═════ DATA RECORDS ═════
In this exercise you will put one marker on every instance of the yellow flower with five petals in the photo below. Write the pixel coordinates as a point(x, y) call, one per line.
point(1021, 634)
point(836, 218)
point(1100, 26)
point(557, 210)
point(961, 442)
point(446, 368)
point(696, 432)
═════
═════ DATA RECORDS ═════
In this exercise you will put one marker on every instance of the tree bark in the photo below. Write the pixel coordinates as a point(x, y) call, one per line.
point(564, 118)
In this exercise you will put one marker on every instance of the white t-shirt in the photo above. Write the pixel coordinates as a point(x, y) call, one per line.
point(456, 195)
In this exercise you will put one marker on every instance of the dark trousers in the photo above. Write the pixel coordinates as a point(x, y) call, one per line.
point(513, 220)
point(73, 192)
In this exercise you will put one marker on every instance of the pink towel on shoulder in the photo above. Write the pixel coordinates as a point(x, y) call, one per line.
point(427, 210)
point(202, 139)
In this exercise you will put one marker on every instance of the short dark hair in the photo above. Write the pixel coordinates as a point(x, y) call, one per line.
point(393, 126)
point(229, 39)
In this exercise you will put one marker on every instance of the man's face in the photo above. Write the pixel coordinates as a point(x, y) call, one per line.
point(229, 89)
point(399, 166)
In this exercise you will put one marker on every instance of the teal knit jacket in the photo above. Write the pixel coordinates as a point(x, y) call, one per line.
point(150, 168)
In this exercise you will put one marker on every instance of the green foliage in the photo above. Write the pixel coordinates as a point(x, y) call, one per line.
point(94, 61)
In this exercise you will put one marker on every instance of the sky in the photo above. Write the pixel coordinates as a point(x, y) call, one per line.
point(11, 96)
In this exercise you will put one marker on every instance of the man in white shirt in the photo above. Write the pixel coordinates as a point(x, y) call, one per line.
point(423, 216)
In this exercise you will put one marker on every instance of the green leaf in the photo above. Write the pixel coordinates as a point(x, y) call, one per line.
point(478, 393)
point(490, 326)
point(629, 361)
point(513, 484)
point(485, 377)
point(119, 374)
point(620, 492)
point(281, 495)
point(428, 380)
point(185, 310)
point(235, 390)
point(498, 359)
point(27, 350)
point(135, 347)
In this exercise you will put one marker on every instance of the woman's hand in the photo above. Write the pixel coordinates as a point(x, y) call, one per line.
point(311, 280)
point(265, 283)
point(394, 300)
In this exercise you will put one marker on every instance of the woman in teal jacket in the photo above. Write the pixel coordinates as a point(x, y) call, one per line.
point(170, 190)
═════
═════ DATA RECORDS ═════
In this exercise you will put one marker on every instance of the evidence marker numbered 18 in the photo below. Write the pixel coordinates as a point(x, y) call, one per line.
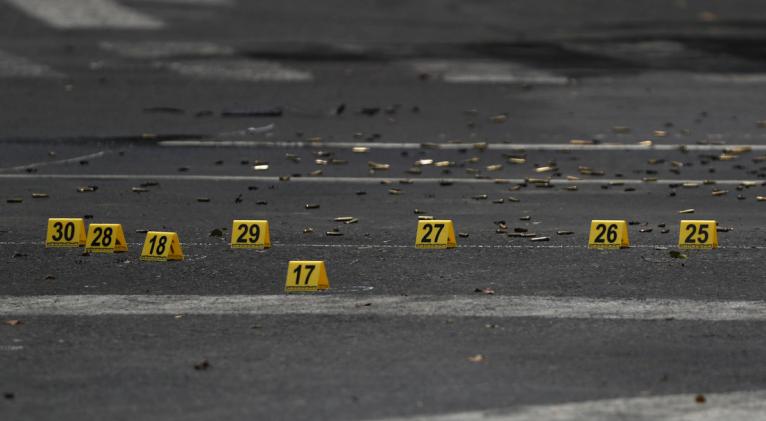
═════
STATED GOAL: Rewrite the items from the line with "of the tree" up to and including the line with "point(456, 195)", replacing "white t-shirt" with "white shirt" and leaving everything else unchanged.

REPLY:
In this exercise you will put one marker on every instance of the tree bark in the photo below. Write the pixel coordinates as a point(x, y) call, one per line.
point(564, 118)
In this exercise you will put one marker on every instance of the white shirt in the photo above. Write the pixel coordinates as a point(x, y) call, one per line.
point(456, 195)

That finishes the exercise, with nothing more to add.